The effects of the poison were graphically illustrated by pictures of the ravaged physical appearance of the former agent of the FSB, the Russian state security organisation, as he sat in his hospital bed.
The announcement yesterday of the involvement of Scotland Yard’s Counter-Terrorism Command underlined the seriousness with which the attempted murder of Mr Litvinenko, 41, was being treated, and the possible diplomatic implications if a Kremlin connection were uncovered.
In Moscow a spokesman for the SVR, the Russian foreign intelligence service, said: “We have nothing to do with what happened to Litvinenko. The Russian secret services have not in a long time carried out poisonings or any form of assassination.”
However, the poisoning of Mr Litvinenko with thallium, a soft, malleable metal, has now been raised by the Foreign and Commonwealth Office in discussions with the Russian Embassy in Kensington, London.
The Foreign Office and Britain’s security and intelligence services, MI5 and MI6, are waiting to see what the Metropolitan Police uncover before taking any action. Initially, a detective superintendent from the Specialist Crime Directorate was put in charge of the inquiries and had begun seeking two Russians who met Mr Litvinenko on the day that he became ill. One of them was a former KGB officer well known to Mr Litvinenko; the other was a stranger to him.
The police, who have both their names, also appointed a liaison officer to keep in touch with Mr Litvinenko’s wife, Marina, and their son, Anatoli.
A Scotland Yard spokesman said that the decision to involve the Counter-Terrorism Command, led by Deputy Assistant Commissioner Peter Clarke, was the “appropriate course of action”.
The Specialist Crime Directorate remains in support.
Mr Litvinenko, who was a lieutenant-colonel in the FSB, the successor to the KGB, fled Moscow in 2000. Yesterday he was moved to the intensive care unit at University College Hospital after his health deteriorated overnight and is under police guard.
He was still able to be interviewed by police. Scotland Yard confirmed that his illness was being treated as a deliberate poisoning and that detectives were awaiting the results of toxicology tests.
The Foreign Office official was careful to say that the Russian Embassy had been spoken to only routinely and that the media interest in the poisoning had been raised as “a matter of observation” with the Russians.
However, in Moscow, Dmitri Peskov, a senior Kremlin spokesman, described the accusations of official Russian involvement as “sheer nonsense”.
The poisoning is alleged to have taken place on November 1, but Scotland Yard confirmed that it became involved only on November 17. Alex Goldfarb, a friend of Mr Litvinenko, visited him in hospital yesterday. He said: “He has to be constantly monitored. His speech is a little bit distorted but he can speak without pain.”
Akhmed Zakayev, a former Chechen political leader who lives next door to Mr Litvinenko in North London, also visited him in hospital and, according to Oleg Gordievsky, the KGB officer and double agent who defected to Britain in 1985, was appalled at how he looked.
Mr Zakayev last night accused Moscow of being behind the murder attempt. He said: “Kremlin assassination tactics to remove and discredit Putin critics can no longer be ignored by the West.”

----

ACTIVITY 1: List every person the Litvinenko article names with both a given name and a surname.
ACTIVITY 2: Please decide whether each statement agrees with the Litvinenko article, answering yes or no and quoting the words that settle it: (a) Mr Litvinenko fled Moscow in 2000. (b) Scotland Yard became involved in the case on November 1. (c) Akhmed Zakayev lives next door to Mr Litvinenko in South London.
The rows that come next have nothing to do with this article.

----

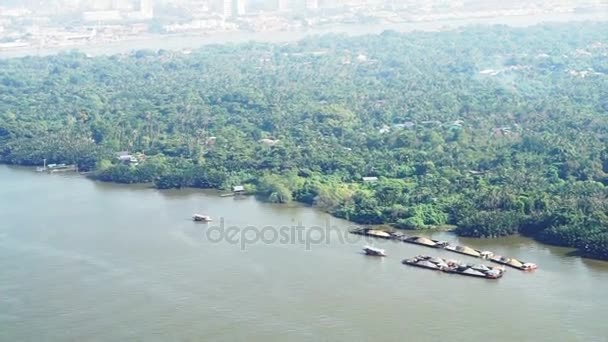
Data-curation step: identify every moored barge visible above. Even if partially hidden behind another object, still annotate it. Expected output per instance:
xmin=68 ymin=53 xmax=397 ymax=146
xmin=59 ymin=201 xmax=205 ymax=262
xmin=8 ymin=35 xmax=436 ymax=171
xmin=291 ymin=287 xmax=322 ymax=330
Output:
xmin=363 ymin=246 xmax=386 ymax=256
xmin=403 ymin=255 xmax=505 ymax=279
xmin=490 ymin=255 xmax=538 ymax=271
xmin=445 ymin=245 xmax=494 ymax=259
xmin=401 ymin=236 xmax=448 ymax=248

----

YOUR SOLUTION 1: Peter Clarke, Alex Goldfarb, Dmitri Peskov, Akhmed Zakayev, Oleg Gordievsky

YOUR SOLUTION 2:
(a) Yes: "fled Moscow in 2000"
(b) No: "Scotland Yard confirmed that it became involved only on November 17"
(c) No: "lives next door to Mr Litvinenko in North London"